● TASK OBJECTIVE
Copy out word for word the lines below, starting with the line that contains "# mark one dot per instance, written like column 1148, row" and going on through the line that contains "column 239, row 115".

═════ EXERCISE INPUT

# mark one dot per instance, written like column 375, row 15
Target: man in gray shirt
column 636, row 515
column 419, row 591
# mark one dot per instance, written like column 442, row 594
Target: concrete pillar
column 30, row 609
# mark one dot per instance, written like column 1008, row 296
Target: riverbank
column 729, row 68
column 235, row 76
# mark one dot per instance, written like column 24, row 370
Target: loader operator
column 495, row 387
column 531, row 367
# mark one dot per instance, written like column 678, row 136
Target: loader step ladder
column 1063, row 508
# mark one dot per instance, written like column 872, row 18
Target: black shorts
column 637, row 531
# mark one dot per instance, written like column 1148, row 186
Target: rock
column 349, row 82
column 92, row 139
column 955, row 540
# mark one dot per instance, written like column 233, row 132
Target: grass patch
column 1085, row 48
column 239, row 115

══════════
═════ EXERCISE INPUT

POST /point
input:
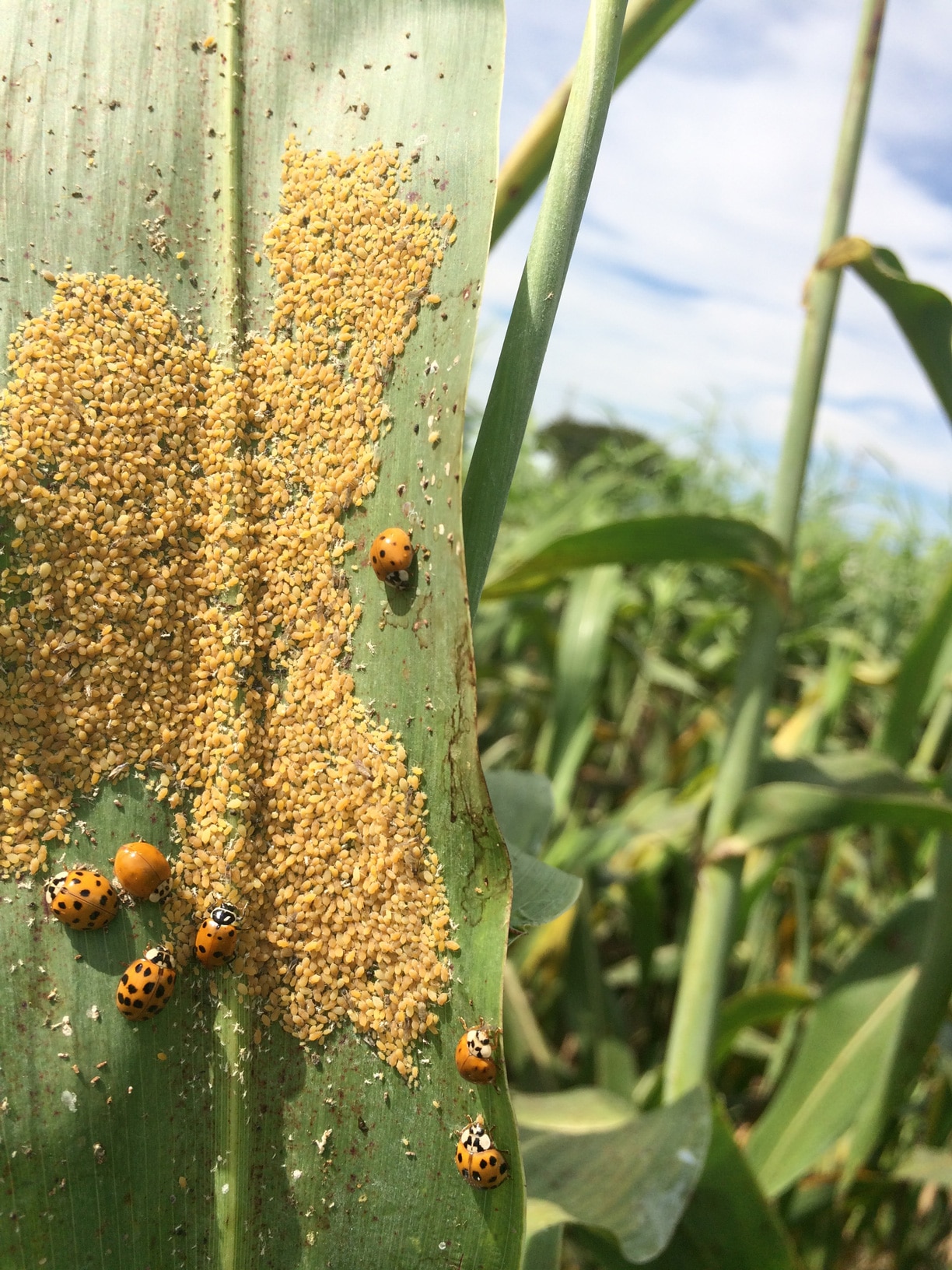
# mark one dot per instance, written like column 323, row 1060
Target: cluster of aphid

══════════

● OUTPUT
# mark one dot per instance, written like column 1148, row 186
Target: rock
column 349, row 82
column 92, row 139
column 955, row 540
# mark one dot per instance, written like column 233, row 132
Target: grass patch
column 1085, row 48
column 239, row 115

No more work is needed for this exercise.